Exercise prompt
Lay out the lines as a numbered list, starting at the first line and running up to and including the line with "left=33, top=52, right=58, bottom=157". Omit any blank lines.

Object detection data:
*-*-*

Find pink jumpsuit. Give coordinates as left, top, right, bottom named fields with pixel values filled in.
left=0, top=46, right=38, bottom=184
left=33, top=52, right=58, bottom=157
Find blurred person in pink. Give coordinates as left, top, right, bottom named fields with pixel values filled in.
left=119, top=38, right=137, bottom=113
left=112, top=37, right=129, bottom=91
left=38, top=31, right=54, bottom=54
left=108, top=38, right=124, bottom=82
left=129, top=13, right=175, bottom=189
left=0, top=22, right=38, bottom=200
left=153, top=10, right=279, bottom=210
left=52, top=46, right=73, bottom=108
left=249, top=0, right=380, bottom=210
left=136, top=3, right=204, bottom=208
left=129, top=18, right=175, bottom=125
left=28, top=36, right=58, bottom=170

*-*-*

Task response
1. Find pink jumpsuit. Give coordinates as left, top, right, bottom named fields with pixel values filled in.
2. left=0, top=46, right=38, bottom=184
3. left=33, top=52, right=58, bottom=157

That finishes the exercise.